*** SUPPLIED DATA

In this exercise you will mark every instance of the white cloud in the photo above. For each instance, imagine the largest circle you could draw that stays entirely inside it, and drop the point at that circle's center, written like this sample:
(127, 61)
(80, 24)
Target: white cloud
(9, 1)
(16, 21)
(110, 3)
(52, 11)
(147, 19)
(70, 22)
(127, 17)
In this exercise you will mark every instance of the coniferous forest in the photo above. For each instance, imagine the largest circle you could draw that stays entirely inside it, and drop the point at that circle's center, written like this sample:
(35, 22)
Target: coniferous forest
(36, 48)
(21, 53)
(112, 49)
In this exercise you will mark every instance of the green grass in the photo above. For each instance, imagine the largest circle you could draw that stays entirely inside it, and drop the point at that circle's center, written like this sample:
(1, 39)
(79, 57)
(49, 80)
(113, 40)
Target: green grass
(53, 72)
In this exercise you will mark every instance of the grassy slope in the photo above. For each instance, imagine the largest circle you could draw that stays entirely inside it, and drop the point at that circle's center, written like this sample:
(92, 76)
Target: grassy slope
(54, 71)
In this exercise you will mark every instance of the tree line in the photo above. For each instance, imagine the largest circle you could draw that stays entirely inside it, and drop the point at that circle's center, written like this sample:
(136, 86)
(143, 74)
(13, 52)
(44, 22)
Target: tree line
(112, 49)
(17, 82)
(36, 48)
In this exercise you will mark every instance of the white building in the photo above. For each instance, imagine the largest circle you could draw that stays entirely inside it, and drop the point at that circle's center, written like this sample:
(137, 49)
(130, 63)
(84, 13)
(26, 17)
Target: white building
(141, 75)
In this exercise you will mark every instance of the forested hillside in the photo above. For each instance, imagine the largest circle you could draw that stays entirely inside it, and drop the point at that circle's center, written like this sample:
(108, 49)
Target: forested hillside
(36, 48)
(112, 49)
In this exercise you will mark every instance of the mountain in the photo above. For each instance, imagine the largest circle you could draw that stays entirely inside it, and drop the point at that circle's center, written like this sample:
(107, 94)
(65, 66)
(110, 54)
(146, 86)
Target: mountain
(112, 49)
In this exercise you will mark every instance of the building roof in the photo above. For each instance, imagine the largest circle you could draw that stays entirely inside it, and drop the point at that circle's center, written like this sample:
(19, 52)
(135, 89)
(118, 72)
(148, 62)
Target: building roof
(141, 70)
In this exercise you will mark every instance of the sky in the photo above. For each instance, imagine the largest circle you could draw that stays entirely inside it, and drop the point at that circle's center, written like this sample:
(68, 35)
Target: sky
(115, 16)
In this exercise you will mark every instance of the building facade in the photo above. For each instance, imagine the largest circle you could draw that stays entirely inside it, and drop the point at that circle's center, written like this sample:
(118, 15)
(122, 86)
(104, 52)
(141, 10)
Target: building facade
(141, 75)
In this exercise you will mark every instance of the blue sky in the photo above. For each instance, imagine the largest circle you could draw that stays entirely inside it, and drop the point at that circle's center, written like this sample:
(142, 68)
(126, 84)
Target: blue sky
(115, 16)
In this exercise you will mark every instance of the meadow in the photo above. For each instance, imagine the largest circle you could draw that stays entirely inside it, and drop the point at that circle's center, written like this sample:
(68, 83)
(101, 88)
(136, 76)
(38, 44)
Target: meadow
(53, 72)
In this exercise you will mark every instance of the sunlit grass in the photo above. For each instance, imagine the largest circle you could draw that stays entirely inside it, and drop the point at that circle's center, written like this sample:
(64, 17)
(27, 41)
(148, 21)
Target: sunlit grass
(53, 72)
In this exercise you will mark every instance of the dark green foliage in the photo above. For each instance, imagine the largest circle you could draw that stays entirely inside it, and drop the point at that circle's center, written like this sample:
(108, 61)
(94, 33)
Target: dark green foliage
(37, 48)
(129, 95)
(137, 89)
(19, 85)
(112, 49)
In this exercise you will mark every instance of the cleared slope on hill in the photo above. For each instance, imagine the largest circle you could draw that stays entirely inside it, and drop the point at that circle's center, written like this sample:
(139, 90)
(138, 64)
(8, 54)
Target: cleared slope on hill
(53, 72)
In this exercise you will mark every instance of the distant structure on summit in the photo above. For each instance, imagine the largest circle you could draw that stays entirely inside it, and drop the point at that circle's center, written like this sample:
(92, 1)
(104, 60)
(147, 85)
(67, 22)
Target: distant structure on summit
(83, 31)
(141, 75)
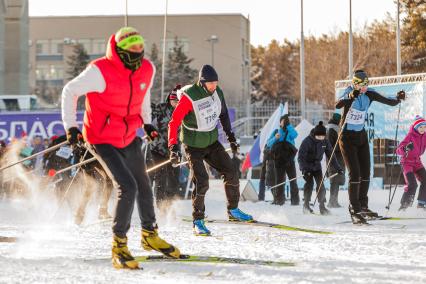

******

*TASK GOAL*
Could the entries be output exactly as written, but without their images?

*ANSWER FOR THIS EXERCISE*
In this exercise you will mark every instance of the white cloud in the photo above. For each instance, imagine the largest circle you could draw that stays entirely inside it, and drop the point at that circle's center, written like this sample:
(127, 61)
(80, 24)
Target: white cloud
(9, 1)
(16, 21)
(110, 3)
(52, 11)
(147, 19)
(70, 22)
(127, 17)
In this exercise you will mark every instance of the coniferous forest in the photo above. For each instance, imagine the largest circle you could draw that stays entirely inside it, and drop the point at that circle's center, written like this sample:
(35, 22)
Target: coniferous forest
(36, 48)
(21, 53)
(112, 49)
In this exercise you will mark every instance of the green grass in the photo above. For each instance, imagine the largest circle you could draw that stays entirely inside it, and drop the point at that circle's center, written like this sample:
(1, 39)
(79, 57)
(49, 80)
(113, 40)
Target: green grass
(53, 72)
In this exercise you will mark every instance of the grassy slope in the photo above. For each instance, imagine the largest circle you could draw that stays entirely inside it, and drop the point at that circle's center, written like this sample:
(92, 76)
Target: grassy slope
(54, 71)
In this exercise you will mark every instance of the tree line in the photo above. For each instance, imagine the largest circle you could draw that stays entirely inside it, and drop the point at that circle's center, written like this sample:
(136, 86)
(143, 74)
(13, 52)
(44, 22)
Target: tree line
(112, 49)
(17, 82)
(36, 48)
In this exercise you will mark every instance of the white building in the photo above. For each instance, imagine the largest circle you could draw that stays entirely inside it, and drop the point at that circle's center, written like this sample:
(137, 49)
(130, 63)
(84, 13)
(26, 17)
Target: white building
(141, 75)
In this exercise you will mark every instance of the forested hillside in the photo above. For each instance, imagine the largest circle you could draw that stays entirely inside it, and drop the point at that circle's center, written like this sample:
(108, 49)
Target: forested hillside
(36, 48)
(112, 49)
In this exercise you will mark every instance of the mountain in the photo above. For each instance, imagine the largest circle you could draw that stays entirely inside it, and drop the point at that circle's center, written like this sample:
(107, 94)
(65, 66)
(110, 54)
(146, 86)
Target: mountain
(112, 49)
In this exercise you will mark every instance of the building roof in the photo above. For each instance, imagine the largest circle you could draw that stays entirely inside it, and drop the point at that circle's center, written like this sample:
(19, 52)
(135, 89)
(118, 72)
(148, 62)
Target: building roof
(141, 70)
In this exercise you will mark every instance of the sky in the photo above. For each instance, imagine the largest circle you could draw that stays entirely inside it, and drop the point at that circle's center, written like this sample:
(68, 35)
Target: sky
(115, 16)
In this exercise you will mark every instance of the building facade in the photo above. For each instance, imagine the largest circle you could draw that stays entirely inside it, and drop the point at that circle's center, written like this sample:
(118, 15)
(122, 86)
(104, 52)
(141, 10)
Target: building facade
(141, 75)
In this exercise you will mark every instance of the blue sky in the photo above. For each instance, imagine the largest circle you could draw that stays entirely inside it, and drop the point at that circle's center, written like this sample:
(142, 68)
(126, 84)
Target: blue sky
(115, 16)
In this exercise you will mark every instance of the meadow in the photo above. For each instance, imagine the largest circle you could draw that stays entirely inside it, and drop the point at that circle's center, written like this sample:
(68, 83)
(101, 88)
(136, 76)
(38, 44)
Target: meadow
(53, 72)
In this exercise you will mark every instance of the sunlit grass in the photo above. For each instance, imagine the largest circle you could draw that stays entirely inside it, and drop the point at that circle's center, written like this sample:
(64, 17)
(27, 41)
(148, 21)
Target: sunlit grass
(53, 72)
In this exercise you will mark every instance of the dark green foliage in the photo above. For each instance, imagine the largest circle you could draw that stays entirely inside it, and drop the point at that circle's center, written like this sample:
(108, 61)
(94, 33)
Target: dark green foliage
(37, 48)
(129, 95)
(137, 89)
(19, 85)
(112, 49)
In this exercise you will mark every instance of the cleared slope on hill in the photo above. For each instance, imagine the largest circle you could draw that stays entirely inside it, and drop the point at that circle's center, written like this sample:
(139, 90)
(138, 64)
(8, 54)
Target: cleared slope on hill
(53, 72)
In this exercise you will mark every instance of the distant structure on summit in the photo above. For each instance, imagine the largest circle you could draw that stays entirely inside it, and drop the point at that circle's center, written like this sample:
(92, 1)
(104, 60)
(147, 85)
(67, 22)
Target: distant structure on summit
(83, 31)
(141, 75)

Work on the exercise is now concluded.